[Your instructions] Turn the paragraph of the Mark Hunt lawsuit article that begins "On January 10,2017, Hunt filed" into a short bulleted list that keeps its main facts.

[Extracted text]
──────────────────────────────

UFC heavyweight Mark Hunt has long suspected that the UFC and UFC President Dana White knew Brock Lesnar was using anabolic steroids all along when they signed him to fight at UFC 200. And not only did the UFC know, it conspired with Lesnar to help him evade steroid testing as long as possible.
On January 10,2017, Hunt filed a civil complaint against Zuffa LLC (doing business as Ultimate Fighting Championship), Brock Lesnar and Dana White in United States District Court in Las Vegas. The cause of action for the complaint included Racketeer Influenced and Corrupt Organizations Act (RICO), Conspiracy to Commit Crime Related to Racketeering, Fraud, False Pretences, Breach of Contract, Breach of Covenant of Good Faith and Fair Dealing and Unjust Enrichment.
Specifically, Hunt alleged that the UFC and White put profit first to the detriment of the health and safety of its mixed martial arts athletes when it gave Lesnar an exemption from the required 4-month period of steroid testing prior to UFC 200.
“UFC and its agents have affirmatively circumvented and obstructed fair competition for their own benefit, including being complicit in doping proliferation under the guise of advancing ‘the best anti-doping program in all of professional sports.’ Defendants have accomplished this by means including but not limited to various and rampant purported use exemptions, drug testing exemptions and by failure to enforce its own policies.”
The lawsuit alleged that UFC and Lesnar both knew the WWE superstar was going to participate in UFC 200 more than four months prior to the event. This gave UFC and Lesnar more than enough time to comply with the 4-month USADA drug testing protocols as outlined in the UFC Anti-Doping Policy.
Lesnar admitted that discussions had been going on for over four months during an interview with Hannah Storm on the morning edition of ESPN’s Sports Center on June 6, 2016. Lesnar interestingly conceded that UFC was motivated to sign him because he would make a lot of money for them.
“Big business. At the end of the day I’m a prize fighter… I fight for money, and it’s no different, they’re making money, I’m making money, everybody is making money,” Lesnar told Storm. “That’s what this is all about… It just so happens I’m making a boatload of money… I can’t disclose… there’s lots of zeroes behind it.”
UFC apparently wanted Lesnar to participate at UFC 200 to help it close a $4 billion sale of the parent company to William Morris Endeavor (WME-IMG). The sale was announced only days after UFC 200 on July 11, 2016. UFC President White earned an estimated $360 million as his share of the sale. So everyone involved had hundreds of millions of reasons to look the other way when it came to possible steroid use by Lesnar.

──────────────────────────────

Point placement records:
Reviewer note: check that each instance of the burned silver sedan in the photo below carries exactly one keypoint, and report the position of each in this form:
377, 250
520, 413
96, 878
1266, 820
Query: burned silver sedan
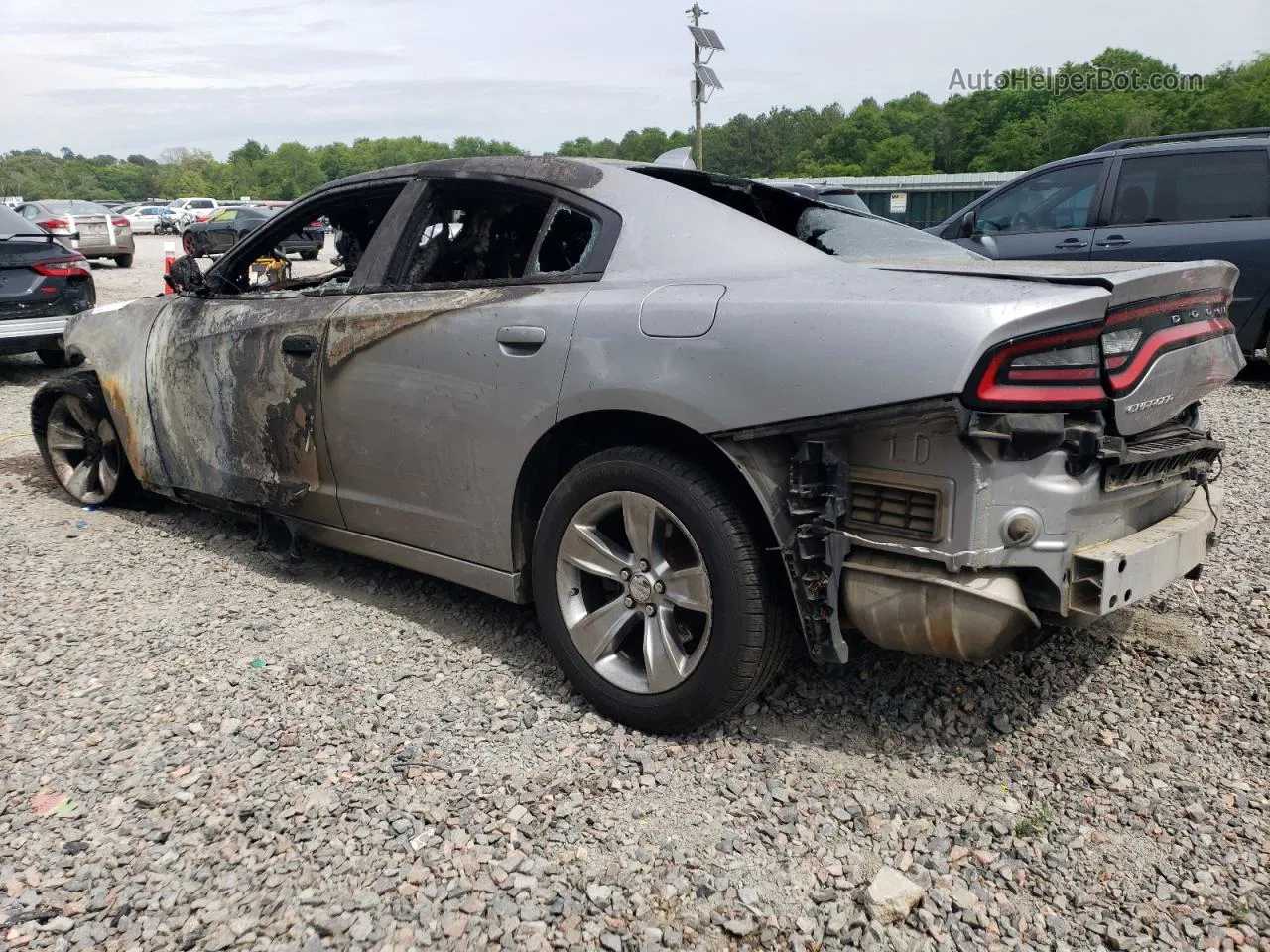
688, 416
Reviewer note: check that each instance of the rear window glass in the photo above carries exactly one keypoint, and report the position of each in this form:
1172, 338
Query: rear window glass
75, 207
1203, 185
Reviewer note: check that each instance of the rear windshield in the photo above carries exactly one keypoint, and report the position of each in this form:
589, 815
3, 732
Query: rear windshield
75, 207
843, 232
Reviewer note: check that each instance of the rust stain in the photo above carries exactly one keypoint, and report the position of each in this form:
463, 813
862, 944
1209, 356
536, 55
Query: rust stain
117, 404
352, 333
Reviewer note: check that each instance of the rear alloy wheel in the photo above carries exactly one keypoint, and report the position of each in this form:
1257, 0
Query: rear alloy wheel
79, 440
651, 592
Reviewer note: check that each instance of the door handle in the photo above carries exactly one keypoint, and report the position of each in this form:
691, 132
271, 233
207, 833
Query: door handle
299, 344
521, 340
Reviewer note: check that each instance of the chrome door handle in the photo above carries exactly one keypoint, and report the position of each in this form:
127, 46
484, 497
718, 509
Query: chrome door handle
521, 334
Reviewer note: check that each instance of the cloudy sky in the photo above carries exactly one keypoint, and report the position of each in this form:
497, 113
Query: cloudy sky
145, 76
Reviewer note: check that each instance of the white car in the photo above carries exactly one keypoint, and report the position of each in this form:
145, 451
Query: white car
145, 217
191, 209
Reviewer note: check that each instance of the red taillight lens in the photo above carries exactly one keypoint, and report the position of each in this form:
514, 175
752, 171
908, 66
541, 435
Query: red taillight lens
1055, 368
1139, 333
64, 268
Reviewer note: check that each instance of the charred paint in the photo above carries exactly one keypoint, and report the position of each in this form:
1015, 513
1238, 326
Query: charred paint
382, 315
234, 414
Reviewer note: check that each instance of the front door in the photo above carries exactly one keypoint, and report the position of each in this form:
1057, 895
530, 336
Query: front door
434, 395
234, 397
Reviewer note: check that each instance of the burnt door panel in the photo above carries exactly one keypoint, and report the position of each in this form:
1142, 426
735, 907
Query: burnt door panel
234, 397
432, 400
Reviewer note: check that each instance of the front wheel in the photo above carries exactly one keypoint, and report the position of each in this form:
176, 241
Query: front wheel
77, 440
651, 592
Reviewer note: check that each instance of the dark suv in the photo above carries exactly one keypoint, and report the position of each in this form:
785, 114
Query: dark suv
1164, 198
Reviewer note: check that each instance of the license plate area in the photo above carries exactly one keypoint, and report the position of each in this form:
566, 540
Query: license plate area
1111, 575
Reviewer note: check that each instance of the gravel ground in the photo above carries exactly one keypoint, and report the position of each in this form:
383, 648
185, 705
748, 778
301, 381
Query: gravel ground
206, 751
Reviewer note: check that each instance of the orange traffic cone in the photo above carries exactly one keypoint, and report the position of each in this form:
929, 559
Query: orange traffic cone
169, 255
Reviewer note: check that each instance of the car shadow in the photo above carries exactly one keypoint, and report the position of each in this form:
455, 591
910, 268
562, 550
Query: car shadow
881, 701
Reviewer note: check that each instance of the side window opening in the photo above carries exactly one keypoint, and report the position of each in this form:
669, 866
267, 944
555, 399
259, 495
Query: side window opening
470, 231
264, 267
567, 243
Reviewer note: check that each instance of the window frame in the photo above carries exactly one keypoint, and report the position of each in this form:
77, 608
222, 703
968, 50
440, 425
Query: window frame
607, 220
1107, 203
1096, 199
371, 262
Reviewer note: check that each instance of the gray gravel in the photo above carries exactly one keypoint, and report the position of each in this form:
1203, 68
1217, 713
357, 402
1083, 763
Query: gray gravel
206, 751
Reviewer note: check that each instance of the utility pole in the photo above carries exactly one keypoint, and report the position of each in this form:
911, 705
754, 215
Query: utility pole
702, 76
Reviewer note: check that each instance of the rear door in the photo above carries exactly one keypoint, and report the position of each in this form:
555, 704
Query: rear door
1046, 214
1183, 206
436, 390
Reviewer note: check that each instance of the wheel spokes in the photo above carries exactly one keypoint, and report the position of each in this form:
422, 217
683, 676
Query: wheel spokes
640, 518
665, 660
584, 547
595, 635
689, 588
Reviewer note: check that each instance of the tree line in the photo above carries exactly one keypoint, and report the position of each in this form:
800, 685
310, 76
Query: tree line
1020, 121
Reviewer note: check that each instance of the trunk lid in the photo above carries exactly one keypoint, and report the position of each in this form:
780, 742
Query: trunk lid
1165, 340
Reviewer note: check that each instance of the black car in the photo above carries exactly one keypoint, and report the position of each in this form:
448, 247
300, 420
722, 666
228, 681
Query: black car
218, 234
1160, 198
42, 284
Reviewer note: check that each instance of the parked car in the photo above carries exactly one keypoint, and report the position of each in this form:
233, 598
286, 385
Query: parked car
1159, 198
229, 225
90, 229
42, 284
830, 194
675, 409
148, 217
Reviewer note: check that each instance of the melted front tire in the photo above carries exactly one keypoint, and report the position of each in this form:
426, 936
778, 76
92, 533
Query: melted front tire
77, 440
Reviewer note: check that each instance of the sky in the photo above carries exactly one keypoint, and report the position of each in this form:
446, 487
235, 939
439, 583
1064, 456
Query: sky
148, 75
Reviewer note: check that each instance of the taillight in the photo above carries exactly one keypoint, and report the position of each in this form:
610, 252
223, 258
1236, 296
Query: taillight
64, 268
1048, 370
1139, 333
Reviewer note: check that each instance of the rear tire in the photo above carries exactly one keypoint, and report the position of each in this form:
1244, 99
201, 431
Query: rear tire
53, 357
679, 644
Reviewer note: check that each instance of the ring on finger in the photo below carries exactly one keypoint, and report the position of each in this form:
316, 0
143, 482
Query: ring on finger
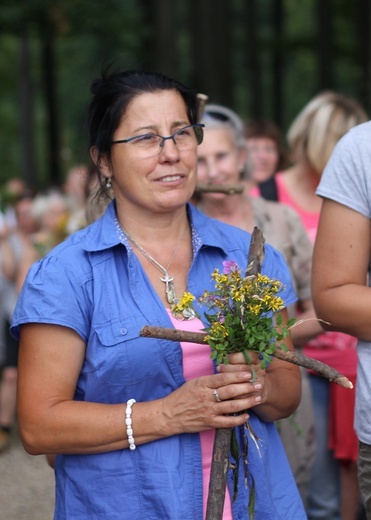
216, 395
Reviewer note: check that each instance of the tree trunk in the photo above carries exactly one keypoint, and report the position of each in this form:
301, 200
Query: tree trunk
27, 120
49, 65
325, 45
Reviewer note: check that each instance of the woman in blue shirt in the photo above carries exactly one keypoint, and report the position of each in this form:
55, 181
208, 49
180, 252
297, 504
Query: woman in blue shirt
117, 409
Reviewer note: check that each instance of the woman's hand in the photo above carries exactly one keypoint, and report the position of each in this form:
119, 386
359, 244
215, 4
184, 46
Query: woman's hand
211, 401
237, 362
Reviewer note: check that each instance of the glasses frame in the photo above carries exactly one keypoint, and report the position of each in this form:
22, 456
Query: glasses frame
197, 127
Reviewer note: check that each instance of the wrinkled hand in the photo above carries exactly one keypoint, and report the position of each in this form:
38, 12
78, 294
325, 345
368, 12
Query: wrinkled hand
194, 407
237, 362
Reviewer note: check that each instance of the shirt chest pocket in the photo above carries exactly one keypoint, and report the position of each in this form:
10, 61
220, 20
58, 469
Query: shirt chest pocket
120, 356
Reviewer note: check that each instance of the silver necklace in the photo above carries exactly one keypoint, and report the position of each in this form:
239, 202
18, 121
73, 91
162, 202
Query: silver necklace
168, 280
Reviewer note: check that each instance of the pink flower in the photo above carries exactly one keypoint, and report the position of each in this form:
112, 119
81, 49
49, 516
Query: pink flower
229, 265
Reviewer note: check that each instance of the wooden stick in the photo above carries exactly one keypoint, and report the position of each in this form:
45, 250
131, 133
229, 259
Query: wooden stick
229, 189
289, 356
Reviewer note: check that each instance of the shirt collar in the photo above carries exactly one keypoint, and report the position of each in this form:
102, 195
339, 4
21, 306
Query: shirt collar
103, 234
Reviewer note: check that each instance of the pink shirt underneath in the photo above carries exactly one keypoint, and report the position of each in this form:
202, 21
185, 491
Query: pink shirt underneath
197, 363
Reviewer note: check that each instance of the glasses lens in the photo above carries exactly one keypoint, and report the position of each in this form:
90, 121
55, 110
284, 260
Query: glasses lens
188, 137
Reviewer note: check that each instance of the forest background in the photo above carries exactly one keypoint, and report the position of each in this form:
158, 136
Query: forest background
263, 58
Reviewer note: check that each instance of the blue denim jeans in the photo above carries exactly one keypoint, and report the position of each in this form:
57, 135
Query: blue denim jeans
324, 488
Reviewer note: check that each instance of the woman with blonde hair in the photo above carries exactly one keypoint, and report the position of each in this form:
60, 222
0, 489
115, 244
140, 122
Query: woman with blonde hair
311, 138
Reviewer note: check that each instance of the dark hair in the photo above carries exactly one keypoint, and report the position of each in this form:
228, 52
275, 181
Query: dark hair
269, 130
112, 94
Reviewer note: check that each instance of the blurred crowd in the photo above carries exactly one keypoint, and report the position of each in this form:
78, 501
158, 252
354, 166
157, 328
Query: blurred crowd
279, 177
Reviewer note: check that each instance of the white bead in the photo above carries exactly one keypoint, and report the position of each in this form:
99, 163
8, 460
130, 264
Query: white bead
129, 422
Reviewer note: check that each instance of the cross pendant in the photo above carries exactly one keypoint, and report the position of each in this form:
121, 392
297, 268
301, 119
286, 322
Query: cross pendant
169, 287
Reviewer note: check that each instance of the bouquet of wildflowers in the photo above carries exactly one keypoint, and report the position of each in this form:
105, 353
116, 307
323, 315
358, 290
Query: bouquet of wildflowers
240, 314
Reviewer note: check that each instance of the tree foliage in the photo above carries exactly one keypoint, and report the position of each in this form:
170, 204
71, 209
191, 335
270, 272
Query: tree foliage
263, 58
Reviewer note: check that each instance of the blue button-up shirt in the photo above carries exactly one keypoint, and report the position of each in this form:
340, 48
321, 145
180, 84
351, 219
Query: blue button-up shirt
94, 284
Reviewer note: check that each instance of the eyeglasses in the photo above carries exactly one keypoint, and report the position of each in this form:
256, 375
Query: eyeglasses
185, 138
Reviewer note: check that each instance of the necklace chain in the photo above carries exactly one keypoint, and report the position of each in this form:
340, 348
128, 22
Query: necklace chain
167, 279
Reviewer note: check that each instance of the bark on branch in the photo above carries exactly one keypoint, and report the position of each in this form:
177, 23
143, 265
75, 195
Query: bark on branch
220, 460
289, 356
229, 189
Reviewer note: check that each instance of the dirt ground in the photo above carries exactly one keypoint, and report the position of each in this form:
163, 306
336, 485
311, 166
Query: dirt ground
26, 485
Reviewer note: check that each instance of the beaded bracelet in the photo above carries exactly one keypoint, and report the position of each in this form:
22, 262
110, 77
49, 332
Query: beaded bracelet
129, 424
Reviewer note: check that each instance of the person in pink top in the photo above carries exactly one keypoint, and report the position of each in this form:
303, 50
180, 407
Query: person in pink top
311, 139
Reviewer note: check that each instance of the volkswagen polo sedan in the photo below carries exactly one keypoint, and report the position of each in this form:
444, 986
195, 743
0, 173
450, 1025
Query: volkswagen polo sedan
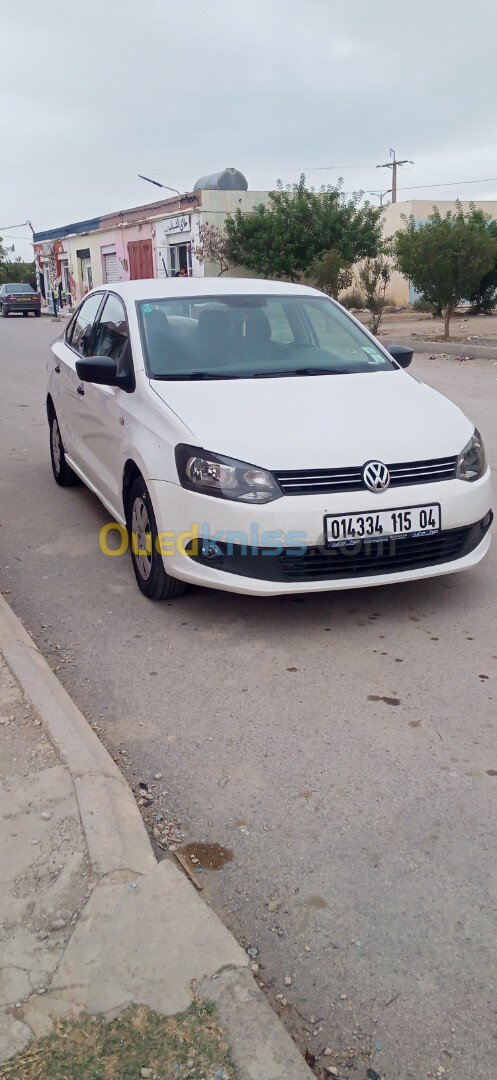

──────────────────────────────

[Result]
- Filed: January 10, 2017, by Mark Hunt
- Court: United States District Court in Las Vegas
- Type: civil complaint
- Defendants: Zuffa LLC (doing business as Ultimate Fighting Championship), Brock Lesnar and Dana White
- Causes of action:
  - Racketeer Influenced and Corrupt Organizations Act (RICO)
  - Conspiracy to Commit Crime Related to Racketeering
  - Fraud
  - False Pretences
  - Breach of Contract
  - Breach of Covenant of Good Faith and Fair Dealing
  - Unjust Enrichment